TEXTO PARA LEITURA -
··········

Hotelaria paulista paga mais por energia, telefonia e esgoto
(foto: atuleirus.weblog.com.pt/arquivo/ralo.jpg)
 
Todo mundo sabe que o governo não dá muitos incentivos para os hoteleiros. Mas além de não ajudar, ainda cobra mais do que devia dos hotéis? Em reportagem especial, o Hôtelier News investigou as concessionárias responsáveis por fornecer os serviços de água, energia e telefonia no Estado de São Paulo e chegou a um veredicto: a hotelaria está pagando mais do que devia.
 
As empresas que têm o aval do Estado, muitas vezes cobram por serviços que não realizam e embolsam valores que não poderiam. Muitos hoteleiros, porém, não sabem que estão recebendo cobranças indevidas e pagando por serviços que não recebem. Já as empresas que fazem as cobranças têm um histórico de problemas com o Procon (Fundação de Proteção e Defesa do Consumidor), listando consecutivamente entre as campeãs no número de reclamações de clientes, ano após ano.

··········

(Entradas de um conjunto de dados de anotação)
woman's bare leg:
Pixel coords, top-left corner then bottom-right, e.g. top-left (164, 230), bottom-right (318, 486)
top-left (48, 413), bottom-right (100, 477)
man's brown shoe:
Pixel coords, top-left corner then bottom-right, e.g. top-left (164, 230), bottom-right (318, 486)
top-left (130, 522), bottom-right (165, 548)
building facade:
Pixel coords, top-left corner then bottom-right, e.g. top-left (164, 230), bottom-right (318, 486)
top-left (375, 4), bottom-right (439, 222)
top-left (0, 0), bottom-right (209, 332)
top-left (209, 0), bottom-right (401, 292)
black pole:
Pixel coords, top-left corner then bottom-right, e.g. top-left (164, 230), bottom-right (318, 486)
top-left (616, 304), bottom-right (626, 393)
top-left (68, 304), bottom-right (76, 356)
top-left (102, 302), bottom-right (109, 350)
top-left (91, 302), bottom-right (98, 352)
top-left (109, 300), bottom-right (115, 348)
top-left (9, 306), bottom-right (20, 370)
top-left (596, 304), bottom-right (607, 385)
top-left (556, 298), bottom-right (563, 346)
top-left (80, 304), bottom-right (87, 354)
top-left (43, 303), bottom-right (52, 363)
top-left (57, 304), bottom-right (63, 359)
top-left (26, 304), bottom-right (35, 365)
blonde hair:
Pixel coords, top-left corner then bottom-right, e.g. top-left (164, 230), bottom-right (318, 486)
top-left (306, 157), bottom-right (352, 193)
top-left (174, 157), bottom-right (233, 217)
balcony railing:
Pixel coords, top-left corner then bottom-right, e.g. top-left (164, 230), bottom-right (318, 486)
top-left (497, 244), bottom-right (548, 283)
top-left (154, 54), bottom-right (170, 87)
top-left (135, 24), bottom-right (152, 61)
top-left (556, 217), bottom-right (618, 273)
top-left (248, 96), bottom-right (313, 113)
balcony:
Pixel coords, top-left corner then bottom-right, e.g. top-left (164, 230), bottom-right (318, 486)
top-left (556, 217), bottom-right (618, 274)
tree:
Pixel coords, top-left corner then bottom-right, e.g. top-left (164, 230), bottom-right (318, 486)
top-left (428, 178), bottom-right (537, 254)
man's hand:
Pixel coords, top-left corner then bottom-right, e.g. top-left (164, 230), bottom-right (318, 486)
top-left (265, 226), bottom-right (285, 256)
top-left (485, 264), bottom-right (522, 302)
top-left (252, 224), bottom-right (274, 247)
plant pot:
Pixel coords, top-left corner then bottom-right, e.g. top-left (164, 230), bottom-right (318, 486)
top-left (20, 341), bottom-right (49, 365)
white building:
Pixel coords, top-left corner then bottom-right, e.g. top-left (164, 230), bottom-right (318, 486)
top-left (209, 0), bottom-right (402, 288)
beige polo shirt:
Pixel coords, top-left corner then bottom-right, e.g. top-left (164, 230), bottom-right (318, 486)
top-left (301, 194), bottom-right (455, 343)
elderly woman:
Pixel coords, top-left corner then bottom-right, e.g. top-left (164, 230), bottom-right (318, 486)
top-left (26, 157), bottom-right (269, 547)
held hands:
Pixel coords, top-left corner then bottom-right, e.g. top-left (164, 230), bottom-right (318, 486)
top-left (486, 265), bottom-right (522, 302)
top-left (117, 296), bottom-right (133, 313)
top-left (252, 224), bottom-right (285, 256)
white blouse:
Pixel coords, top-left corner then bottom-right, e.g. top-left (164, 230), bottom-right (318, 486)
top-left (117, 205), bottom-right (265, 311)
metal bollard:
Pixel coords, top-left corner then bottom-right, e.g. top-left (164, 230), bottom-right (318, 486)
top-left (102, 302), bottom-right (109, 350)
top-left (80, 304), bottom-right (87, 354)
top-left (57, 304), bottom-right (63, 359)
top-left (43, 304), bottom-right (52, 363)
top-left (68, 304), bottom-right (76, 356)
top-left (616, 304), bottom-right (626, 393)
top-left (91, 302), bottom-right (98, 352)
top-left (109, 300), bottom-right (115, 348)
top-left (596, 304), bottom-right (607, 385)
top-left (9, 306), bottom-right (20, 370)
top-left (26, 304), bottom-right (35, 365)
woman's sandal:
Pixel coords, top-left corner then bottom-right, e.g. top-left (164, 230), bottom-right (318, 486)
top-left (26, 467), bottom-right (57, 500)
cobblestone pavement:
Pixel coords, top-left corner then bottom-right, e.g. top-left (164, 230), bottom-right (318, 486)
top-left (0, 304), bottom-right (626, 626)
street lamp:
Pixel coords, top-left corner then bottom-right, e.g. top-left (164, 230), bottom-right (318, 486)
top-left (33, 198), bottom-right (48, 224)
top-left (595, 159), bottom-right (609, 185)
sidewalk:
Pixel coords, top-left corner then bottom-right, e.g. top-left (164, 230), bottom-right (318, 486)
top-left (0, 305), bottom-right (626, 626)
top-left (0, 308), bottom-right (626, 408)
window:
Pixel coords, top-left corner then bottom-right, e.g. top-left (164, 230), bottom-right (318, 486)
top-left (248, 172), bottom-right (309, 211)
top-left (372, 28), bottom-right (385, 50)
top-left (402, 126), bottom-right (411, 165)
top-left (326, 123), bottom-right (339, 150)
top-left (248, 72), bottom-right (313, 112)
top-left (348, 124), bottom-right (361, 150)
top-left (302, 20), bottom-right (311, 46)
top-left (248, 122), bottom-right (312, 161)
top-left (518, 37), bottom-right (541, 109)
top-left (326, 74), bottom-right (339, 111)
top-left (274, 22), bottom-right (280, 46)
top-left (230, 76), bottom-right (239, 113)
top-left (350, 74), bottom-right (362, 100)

··········

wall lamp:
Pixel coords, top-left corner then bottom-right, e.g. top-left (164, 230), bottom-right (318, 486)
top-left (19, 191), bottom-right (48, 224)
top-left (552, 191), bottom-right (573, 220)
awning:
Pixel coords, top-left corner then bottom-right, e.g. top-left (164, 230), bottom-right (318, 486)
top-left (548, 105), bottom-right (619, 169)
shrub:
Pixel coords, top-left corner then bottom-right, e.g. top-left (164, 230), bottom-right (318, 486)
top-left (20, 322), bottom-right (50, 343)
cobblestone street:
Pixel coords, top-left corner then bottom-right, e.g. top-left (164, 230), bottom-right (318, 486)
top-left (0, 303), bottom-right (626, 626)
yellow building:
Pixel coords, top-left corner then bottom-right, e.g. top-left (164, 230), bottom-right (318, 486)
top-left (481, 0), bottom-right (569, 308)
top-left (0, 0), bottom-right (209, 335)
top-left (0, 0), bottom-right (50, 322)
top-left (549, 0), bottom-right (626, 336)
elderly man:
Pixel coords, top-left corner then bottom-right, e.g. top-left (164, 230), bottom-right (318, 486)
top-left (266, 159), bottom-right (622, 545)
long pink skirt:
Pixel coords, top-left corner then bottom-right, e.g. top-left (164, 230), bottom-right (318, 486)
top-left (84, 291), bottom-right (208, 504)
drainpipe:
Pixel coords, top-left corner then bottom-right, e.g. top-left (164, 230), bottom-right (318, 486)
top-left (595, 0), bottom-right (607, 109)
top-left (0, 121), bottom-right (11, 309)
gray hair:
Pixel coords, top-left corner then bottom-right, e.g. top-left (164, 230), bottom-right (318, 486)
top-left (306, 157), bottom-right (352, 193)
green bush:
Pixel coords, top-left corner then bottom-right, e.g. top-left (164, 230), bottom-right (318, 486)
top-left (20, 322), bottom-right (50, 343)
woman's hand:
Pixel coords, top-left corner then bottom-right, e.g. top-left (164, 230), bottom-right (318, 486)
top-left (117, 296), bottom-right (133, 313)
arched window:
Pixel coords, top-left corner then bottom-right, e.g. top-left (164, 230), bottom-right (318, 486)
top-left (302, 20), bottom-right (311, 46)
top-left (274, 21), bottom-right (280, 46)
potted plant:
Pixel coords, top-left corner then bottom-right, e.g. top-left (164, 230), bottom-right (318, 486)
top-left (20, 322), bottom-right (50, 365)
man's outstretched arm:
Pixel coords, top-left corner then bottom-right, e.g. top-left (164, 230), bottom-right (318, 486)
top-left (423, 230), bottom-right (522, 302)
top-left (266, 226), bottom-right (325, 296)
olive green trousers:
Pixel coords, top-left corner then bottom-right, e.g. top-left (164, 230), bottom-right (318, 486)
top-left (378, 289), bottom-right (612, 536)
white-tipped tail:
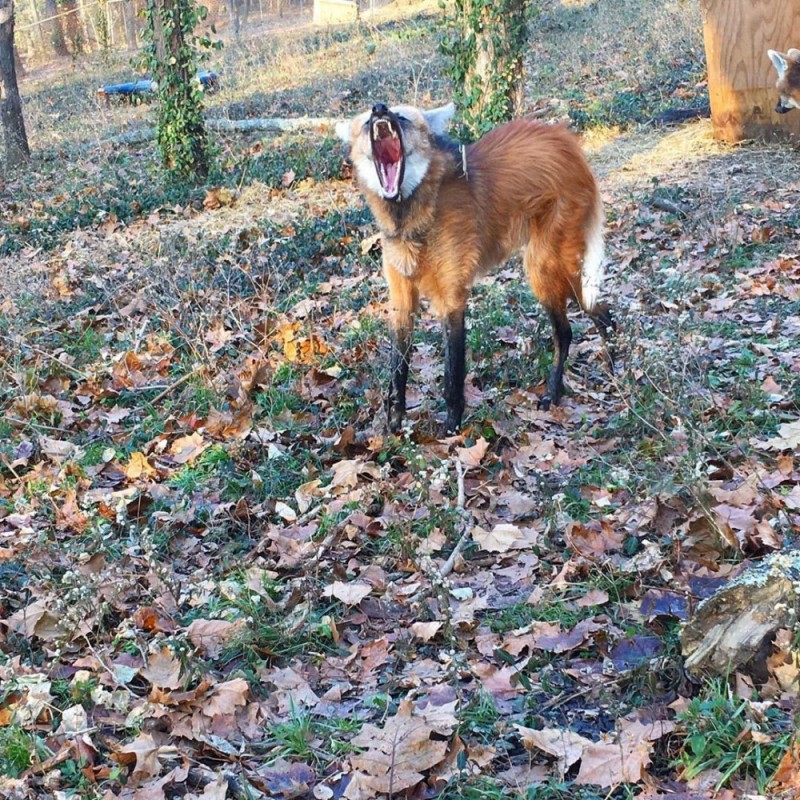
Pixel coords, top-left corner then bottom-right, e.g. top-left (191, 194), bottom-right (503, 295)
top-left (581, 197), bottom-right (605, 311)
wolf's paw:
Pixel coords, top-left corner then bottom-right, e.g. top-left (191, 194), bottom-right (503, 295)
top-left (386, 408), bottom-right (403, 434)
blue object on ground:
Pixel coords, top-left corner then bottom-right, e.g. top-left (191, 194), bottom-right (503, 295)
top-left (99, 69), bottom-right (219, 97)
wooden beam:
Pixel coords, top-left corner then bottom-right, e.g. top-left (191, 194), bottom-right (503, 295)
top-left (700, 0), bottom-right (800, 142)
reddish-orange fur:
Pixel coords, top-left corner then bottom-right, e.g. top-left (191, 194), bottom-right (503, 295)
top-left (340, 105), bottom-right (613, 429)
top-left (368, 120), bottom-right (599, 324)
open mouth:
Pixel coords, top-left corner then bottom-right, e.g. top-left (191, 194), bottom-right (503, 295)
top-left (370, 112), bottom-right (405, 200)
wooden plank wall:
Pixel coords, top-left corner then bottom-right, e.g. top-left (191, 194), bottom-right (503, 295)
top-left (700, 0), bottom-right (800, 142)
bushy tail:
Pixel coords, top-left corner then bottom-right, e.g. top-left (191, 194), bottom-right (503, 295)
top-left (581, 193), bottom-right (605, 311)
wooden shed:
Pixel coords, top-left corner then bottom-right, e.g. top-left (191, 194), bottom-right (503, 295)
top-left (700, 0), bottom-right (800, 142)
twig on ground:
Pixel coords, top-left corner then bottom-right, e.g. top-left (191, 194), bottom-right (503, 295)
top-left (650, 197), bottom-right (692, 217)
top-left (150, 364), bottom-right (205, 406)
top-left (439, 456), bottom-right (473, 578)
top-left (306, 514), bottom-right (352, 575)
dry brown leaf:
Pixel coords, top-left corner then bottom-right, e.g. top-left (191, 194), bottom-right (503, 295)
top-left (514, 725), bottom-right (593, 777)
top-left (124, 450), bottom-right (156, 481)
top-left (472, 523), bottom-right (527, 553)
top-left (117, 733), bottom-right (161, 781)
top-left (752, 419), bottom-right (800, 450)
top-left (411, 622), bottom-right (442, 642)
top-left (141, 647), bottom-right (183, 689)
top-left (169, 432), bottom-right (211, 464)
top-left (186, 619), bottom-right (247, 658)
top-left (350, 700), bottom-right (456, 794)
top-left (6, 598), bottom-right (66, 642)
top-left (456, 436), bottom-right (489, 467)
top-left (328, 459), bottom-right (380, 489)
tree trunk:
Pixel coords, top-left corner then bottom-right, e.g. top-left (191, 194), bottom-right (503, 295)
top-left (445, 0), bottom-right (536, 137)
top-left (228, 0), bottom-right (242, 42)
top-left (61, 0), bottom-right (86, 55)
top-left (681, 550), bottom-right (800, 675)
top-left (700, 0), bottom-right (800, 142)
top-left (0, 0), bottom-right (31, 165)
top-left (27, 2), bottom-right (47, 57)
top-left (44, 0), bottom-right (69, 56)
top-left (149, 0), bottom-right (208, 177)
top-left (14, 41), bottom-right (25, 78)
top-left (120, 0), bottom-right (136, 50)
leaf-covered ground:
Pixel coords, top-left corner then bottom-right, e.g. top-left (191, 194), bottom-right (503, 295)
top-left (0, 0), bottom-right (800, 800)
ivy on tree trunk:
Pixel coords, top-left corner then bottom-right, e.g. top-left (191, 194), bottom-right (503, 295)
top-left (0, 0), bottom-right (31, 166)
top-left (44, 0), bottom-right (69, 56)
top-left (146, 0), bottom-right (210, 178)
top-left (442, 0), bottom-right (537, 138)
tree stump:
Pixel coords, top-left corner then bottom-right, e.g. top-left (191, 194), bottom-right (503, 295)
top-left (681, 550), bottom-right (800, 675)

··········

INSTRUÇÕES -
1) Transcreva fielmente o trecho da reportagem sobre a hotelaria paulista que se inicia nas palavras "Hotelaria paulista paga" e se encerra em "do que devia.".
2) Segundo a reportagem sobre a hotelaria paulista, a que veredicto chegou o Hôtelier News após investigar as concessionárias?
Os registros não guardam relação com a reportagem sobre a hotelaria paulista.

EXERCÍCIO RESOLVIDO -
1)
Hotelaria paulista paga mais por energia, telefonia e esgoto
(foto: atuleirus.weblog.com.pt/arquivo/ralo.jpg)
 
Todo mundo sabe que o governo não dá muitos incentivos para os hoteleiros. Mas além de não ajudar, ainda cobra mais do que devia dos hotéis? Em reportagem especial, o Hôtelier News investigou as concessionárias responsáveis por fornecer os serviços de água, energia e telefonia no Estado de São Paulo e chegou a um veredicto: a hotelaria está pagando mais do que devia.

2) A hotelaria está pagando mais do que devia.